Prosigue, por favor, el texto sobre el estudio de los asteroides desde Tierra del Fuego a partir de su última oración.

### TEXTO MOSTRADO
• • • • •

El estudio de los asteroides desde Tierra del Fuego

“La posibilidad de que un asteroide se acerque a la Tierra es real” afirma Diego Janches, físico argentino que trabaja en la NASA y estudia el flujo de meteoros en una de las capas de la atmósfera donde les sigue las huellas a los a estos meteoros, granitos de arena que llegan continuamente, se evaporan por la fricción y alteran la composición química de esa capa gaseosa. “En Tierra del Fuego tenemos un instrumento que registra esa evaporación –cuenta Janches–. Forman un ‘tren de ionización’ en la atmósfera (un fenómeno por el que se generan iones; es decir, átomos o moléculas cargadas eléctricamente debido al exceso o deficiencia de electrones) y a partir de esos datos, podemos medir distintos parámetros, como vientos atmosféricos o su órbita original. Los que nosotros estudiamos son chiquitos, pero muy frecuentes: entran entre 10.000 y 20.000 por día en una zona del tamaño de la isla”. “La UNLP tiene desde hace mucho en Tierra del Fuego una estación llamada Estación Astronómica Río Grande donde originalmente había un astrolabio (antiguo instrumento astronómico que permite determinar la posición y altura de las estrellas sobre el cielo) para medir el eje de rotación de la Tierra –cuenta Janches–. Con el tiempo, eso se fue abandonando y empezaron otras líneas de trabajo. Con el ‘radar de meteoros’, podemos desarrollar dos líneas de trabajo completamente diferentes: una astronómica y la otra atmosférica”.

Río Grande.- Diego Janches jugaba con la idea de ser médico, como su papá, hasta que, al promediar la adolescencia, cuando tenía 15 años, vio por televisión Cosmos, de Carl Sagan. “Soy de la generación que se enamoró del espacio mirando esa serie –confiesa–. Me compré el libro y lo leí varias veces. Me fascinó de tal manera que empecé a pensar en ser astrónomo. ¡Hasta le escribí una carta a Sagan!”. No solo eso: el célebre astrónomo norteamericano le contestó. Contrariamente a lo que podría pensarse, le recomendó  no estudiar astronomía, sino empezar por matemática o física. De modo que cuando terminó la secundaria (en el ILSE, cerquita de Tribunales), se inscribió en la Facultad de Ciencias Exactas de la UBA.

• • • • •

### DATOS
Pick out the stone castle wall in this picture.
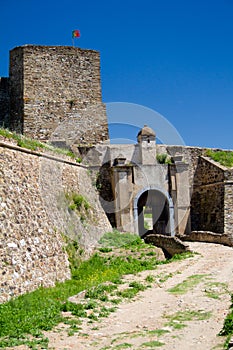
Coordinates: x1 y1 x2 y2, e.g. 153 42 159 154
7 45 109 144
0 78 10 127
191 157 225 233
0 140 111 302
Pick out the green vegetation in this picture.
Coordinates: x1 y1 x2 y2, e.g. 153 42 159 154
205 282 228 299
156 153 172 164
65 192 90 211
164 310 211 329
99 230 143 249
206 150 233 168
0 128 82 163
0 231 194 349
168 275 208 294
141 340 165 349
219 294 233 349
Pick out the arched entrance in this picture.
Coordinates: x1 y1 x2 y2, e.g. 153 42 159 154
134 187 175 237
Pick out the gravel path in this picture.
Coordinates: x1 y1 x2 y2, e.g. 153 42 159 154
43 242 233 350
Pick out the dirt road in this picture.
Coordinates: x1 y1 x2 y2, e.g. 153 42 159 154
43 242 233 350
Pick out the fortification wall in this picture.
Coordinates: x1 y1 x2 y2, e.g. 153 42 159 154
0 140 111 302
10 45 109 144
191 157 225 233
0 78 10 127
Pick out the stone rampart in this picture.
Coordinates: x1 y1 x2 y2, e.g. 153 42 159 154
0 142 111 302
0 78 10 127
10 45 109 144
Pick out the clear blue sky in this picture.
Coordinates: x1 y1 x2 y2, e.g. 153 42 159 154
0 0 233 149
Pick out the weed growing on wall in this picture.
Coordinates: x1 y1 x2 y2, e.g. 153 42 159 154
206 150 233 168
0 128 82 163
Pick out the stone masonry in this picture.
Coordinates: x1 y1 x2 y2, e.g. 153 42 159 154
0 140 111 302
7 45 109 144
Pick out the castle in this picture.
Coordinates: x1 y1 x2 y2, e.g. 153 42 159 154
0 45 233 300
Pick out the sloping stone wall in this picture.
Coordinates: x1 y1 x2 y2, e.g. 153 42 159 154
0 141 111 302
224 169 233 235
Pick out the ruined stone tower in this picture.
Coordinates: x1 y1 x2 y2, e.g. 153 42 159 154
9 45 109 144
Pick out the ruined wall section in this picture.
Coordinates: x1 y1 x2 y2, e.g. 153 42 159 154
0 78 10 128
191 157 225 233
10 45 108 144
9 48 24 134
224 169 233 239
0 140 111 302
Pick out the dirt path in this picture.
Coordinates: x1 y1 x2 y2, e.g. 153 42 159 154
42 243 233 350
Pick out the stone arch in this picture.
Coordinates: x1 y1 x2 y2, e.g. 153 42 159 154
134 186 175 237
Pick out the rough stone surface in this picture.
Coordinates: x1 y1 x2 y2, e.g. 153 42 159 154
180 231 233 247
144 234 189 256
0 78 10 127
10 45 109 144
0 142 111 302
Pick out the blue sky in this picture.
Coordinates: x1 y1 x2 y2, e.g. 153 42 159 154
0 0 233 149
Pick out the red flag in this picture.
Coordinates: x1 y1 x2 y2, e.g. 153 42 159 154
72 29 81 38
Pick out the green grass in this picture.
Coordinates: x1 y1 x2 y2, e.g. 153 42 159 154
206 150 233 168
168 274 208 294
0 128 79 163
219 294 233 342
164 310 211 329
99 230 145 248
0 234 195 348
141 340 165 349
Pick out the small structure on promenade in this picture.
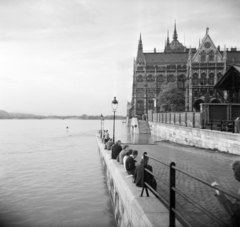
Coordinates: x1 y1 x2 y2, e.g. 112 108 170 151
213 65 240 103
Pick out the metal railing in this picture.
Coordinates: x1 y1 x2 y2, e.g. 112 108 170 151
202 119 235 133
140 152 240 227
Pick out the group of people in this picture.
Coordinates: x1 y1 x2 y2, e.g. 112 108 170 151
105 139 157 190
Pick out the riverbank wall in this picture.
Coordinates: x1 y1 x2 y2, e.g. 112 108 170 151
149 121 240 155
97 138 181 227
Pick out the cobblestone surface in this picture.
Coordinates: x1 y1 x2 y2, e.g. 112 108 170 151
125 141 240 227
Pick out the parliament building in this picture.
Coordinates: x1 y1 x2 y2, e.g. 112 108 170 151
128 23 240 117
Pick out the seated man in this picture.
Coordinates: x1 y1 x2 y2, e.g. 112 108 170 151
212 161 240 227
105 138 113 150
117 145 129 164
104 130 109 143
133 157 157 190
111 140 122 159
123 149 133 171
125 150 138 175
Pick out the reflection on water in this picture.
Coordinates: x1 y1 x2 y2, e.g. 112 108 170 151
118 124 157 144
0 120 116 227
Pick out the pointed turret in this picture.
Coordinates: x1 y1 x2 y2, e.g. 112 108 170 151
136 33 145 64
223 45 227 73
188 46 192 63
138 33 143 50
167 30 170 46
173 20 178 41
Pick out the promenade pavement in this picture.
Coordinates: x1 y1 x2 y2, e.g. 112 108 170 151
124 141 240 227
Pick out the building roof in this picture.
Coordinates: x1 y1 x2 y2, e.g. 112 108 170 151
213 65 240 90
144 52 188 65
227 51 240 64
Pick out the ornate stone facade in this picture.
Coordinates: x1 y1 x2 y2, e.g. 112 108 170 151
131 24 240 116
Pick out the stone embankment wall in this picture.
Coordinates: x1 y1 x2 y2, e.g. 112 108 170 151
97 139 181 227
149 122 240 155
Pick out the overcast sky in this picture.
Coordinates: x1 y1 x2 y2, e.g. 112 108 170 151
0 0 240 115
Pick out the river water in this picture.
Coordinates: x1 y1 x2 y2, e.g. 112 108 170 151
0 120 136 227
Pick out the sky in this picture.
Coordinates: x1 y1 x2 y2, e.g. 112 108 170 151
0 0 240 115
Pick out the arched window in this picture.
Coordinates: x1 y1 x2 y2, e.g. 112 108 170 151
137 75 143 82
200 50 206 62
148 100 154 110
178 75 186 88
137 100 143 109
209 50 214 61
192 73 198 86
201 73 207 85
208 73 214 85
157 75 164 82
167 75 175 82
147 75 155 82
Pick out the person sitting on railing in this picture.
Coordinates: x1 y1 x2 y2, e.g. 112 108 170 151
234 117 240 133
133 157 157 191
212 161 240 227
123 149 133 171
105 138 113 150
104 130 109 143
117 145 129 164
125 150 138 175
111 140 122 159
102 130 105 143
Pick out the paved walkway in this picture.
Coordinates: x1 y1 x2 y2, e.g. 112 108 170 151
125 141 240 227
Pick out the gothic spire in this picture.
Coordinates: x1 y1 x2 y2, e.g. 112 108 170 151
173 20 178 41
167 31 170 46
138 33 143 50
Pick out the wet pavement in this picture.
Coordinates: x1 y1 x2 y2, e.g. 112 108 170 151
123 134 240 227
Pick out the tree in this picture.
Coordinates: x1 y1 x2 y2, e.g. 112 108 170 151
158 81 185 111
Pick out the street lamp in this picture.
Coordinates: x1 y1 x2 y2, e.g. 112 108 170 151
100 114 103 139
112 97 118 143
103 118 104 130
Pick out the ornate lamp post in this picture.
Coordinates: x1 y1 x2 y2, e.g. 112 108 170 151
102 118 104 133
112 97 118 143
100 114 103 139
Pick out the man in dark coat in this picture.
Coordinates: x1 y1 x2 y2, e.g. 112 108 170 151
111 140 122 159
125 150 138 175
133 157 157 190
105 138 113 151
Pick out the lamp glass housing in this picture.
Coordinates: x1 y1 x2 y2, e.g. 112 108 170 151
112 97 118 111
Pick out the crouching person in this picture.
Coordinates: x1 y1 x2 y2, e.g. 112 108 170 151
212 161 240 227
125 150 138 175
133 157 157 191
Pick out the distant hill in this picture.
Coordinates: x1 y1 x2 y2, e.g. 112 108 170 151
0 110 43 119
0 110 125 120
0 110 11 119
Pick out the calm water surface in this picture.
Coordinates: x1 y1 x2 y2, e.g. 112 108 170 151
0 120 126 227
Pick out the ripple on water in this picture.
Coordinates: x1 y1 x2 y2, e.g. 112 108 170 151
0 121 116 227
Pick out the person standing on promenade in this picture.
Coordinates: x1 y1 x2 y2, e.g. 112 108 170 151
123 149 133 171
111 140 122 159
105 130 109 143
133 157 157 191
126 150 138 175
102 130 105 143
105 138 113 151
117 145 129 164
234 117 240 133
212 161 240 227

• • • • •

### RESPUESTA
Hoy, aquel jovencito tiene más de 100 publicaciones en revistas científicas, en 2020 obtuvo la “Medalla a la Excelencia Científica de la NASA” y bautizaron un asteroide con su nombre (el 24411).

Janches nació en la Ciudad Autónoma de Buenos Aires, creció en Sarmiento y Uriburu (frente a la Hebraica), antes de mudarse a Uriburu entre Juncal y French. Por estos días disfruta del reencuentro familiar (son cuatro hermanos, una de los cuales es su melliza): está en la Argentina hasta el 2 de diciembre como becario científico de la Embajada de los Estados Unidos para explorar posibilidades de cooperación con la CONAE.

La carrera en la Ciudad Universitaria no fue un lecho de rosas. En algunas materias le iba mejor que en otras y en algún momento hasta llegó a pensar que dedicarse a la actividad espacial sería solamente un sueño. Pero descubrió que la Argentina estaba trabajando en su primer satélite, el SAC-B.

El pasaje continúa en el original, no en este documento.